» **Material for the task**
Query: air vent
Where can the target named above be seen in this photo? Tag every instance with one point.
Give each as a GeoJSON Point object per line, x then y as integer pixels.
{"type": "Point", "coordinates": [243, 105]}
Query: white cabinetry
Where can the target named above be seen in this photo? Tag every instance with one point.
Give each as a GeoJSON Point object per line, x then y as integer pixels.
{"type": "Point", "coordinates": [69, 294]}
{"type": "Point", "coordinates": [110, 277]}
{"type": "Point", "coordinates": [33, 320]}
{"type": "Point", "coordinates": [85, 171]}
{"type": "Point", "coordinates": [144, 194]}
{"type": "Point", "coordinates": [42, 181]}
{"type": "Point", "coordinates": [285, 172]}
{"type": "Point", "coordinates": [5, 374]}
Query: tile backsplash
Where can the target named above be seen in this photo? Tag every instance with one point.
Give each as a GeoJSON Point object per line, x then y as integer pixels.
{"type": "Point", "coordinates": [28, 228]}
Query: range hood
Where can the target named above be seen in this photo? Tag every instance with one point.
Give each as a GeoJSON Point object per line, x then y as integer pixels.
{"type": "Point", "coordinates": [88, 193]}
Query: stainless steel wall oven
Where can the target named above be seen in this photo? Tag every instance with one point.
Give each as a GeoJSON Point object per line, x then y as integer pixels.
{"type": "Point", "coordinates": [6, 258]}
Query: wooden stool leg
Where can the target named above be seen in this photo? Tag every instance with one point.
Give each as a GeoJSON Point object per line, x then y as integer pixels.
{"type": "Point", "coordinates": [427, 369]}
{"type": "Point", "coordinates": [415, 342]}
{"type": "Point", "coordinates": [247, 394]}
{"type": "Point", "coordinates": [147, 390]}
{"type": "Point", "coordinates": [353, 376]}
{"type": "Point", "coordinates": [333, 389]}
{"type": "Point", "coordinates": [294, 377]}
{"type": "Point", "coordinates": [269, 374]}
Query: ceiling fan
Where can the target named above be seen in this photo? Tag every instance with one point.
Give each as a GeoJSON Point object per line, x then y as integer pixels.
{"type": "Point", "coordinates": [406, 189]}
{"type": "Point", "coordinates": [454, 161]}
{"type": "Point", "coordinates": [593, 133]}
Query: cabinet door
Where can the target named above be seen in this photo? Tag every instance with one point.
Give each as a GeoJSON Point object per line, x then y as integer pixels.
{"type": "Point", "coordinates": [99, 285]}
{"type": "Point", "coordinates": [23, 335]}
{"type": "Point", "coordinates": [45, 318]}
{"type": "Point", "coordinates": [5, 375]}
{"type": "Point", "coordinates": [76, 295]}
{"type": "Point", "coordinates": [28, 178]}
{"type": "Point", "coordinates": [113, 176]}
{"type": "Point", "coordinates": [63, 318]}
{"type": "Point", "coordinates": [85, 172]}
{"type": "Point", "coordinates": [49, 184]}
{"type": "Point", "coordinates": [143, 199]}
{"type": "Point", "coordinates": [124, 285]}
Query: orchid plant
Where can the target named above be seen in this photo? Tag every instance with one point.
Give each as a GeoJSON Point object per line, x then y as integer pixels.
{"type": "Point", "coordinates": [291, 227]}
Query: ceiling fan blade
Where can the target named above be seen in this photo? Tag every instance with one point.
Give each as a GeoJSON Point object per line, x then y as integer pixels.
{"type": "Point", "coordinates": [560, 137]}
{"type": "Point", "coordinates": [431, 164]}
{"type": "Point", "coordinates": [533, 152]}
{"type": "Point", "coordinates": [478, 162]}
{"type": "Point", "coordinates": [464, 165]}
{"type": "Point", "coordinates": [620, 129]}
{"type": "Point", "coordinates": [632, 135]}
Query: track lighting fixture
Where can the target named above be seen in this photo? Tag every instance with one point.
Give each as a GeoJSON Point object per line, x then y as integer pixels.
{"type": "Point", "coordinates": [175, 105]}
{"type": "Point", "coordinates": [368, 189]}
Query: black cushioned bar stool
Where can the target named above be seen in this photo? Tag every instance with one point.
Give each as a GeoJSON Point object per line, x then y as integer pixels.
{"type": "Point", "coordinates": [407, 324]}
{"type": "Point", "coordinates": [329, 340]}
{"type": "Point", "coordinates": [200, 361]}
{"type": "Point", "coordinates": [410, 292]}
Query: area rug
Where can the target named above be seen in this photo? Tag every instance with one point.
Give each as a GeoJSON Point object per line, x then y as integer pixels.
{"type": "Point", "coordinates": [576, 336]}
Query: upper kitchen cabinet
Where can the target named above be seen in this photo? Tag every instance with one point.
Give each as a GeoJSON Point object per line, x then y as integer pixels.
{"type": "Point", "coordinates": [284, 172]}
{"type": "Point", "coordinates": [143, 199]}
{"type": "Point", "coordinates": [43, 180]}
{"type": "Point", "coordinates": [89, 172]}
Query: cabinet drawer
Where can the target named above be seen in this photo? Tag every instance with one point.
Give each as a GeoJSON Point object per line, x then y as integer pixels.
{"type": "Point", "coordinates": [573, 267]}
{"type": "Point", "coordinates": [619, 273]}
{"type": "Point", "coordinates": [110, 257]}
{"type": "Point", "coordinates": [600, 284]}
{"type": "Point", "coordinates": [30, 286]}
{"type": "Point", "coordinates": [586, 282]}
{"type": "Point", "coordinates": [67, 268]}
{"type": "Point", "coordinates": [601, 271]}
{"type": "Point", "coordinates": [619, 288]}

» **Requirements**
Only the lines from the one that contains "Query: cabinet drawer" through the last line should be repeated, each exactly as it stands, with both ends included.

» **Response to the task**
Query: cabinet drawer
Where can the target named above be seen in this photo? Tag every instance with one point.
Give each as a GeoJSON Point object per line, x then y as integer pixels.
{"type": "Point", "coordinates": [573, 267]}
{"type": "Point", "coordinates": [619, 273]}
{"type": "Point", "coordinates": [110, 257]}
{"type": "Point", "coordinates": [600, 284]}
{"type": "Point", "coordinates": [30, 286]}
{"type": "Point", "coordinates": [586, 282]}
{"type": "Point", "coordinates": [67, 268]}
{"type": "Point", "coordinates": [601, 271]}
{"type": "Point", "coordinates": [619, 288]}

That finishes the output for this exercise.